• **Supplied text**:
3. The demographic reality is that there are currently four generations in the workforce, ranging from the Baby Boomers (1946-64) to Generation Z (1997-2012). Each generation holds diverse priorities, values and beliefs that influence its perceptions of the diversity dimensions of its population, including ethnicity, gender, LGBTQi, education, physical/ mental ability and income.

To address these complex and evolving realities, it’s crucial to welcome, lead and master change on a personal and collective level ‒ and it’s crucial to have a workforce with the cultural and cognitive diversity to flourish and sustain in such a diverse environment.

Strong evidence that companies embracing D&I are more likely to outperform

Diverse leaders are more likely to create an environment of new, creative ideas, and diverse teams are more likely to have some common experience with their end users and thus create better products:

Are you missing millions?

We worked with the 30% Club to review how organisations can address the potential ‘missing millions’ of gender-related insights and opportunities. Our report includes several case studies of large international corporations in different industries that have identified important opportunities for value creation in terms of reputation, revenues and profitability by looking at business challenges through a D&I lens.

[Source records]
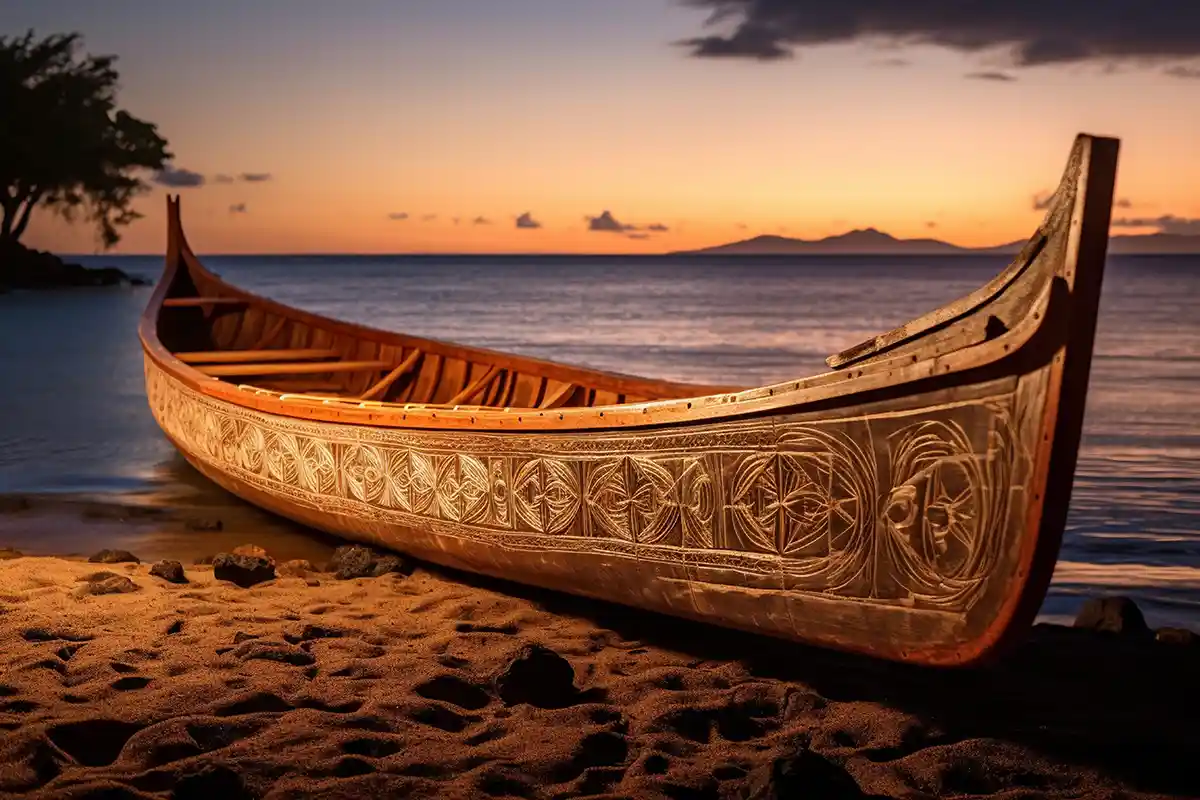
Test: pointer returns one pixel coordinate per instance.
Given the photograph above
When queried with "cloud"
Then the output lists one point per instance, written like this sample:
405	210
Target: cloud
527	221
607	223
178	178
1168	223
997	77
1030	31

• **What needs to be done**:
Rewrite the part of the diversity text that begins at the words "Are you missing" and stops after "a D&I lens.", putting "brand standing" wherever "reputation" appears. These records were taken from a different source than the text.

• **Result**:
Are you missing millions?

We worked with the 30% Club to review how organisations can address the potential ‘missing millions’ of gender-related insights and opportunities. Our report includes several case studies of large international corporations in different industries that have identified important opportunities for value creation in terms of brand standing, revenues and profitability by looking at business challenges through a D&I lens.